## Set exercise
Each entry that follows is to be retyped exactly. Pictures do not belong in the copy.

## Begin Dataset extract

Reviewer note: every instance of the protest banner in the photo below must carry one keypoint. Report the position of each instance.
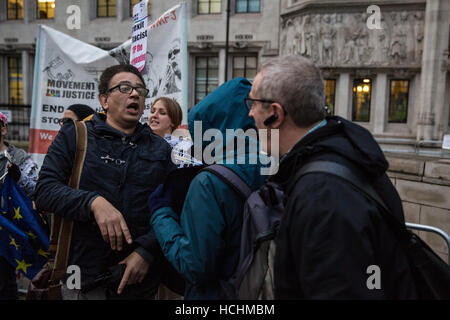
(139, 35)
(67, 71)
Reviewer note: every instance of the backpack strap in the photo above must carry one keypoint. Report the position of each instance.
(230, 178)
(61, 233)
(341, 171)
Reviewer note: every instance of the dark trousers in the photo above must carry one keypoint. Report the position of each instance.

## End Dataset extract

## Answer in full
Reviewer note: every instance of the protest banner in the photo below must carry one keypoint. Report the position of each instance.
(139, 35)
(67, 71)
Reviewer note: every instance of the backpack strap in the photo above must carry one keypoint. Report the position of each instance.
(230, 178)
(61, 233)
(341, 171)
Reviewer note: every instance of the dark trousers in the photo above must carry one keypoint. Report the position of each instance.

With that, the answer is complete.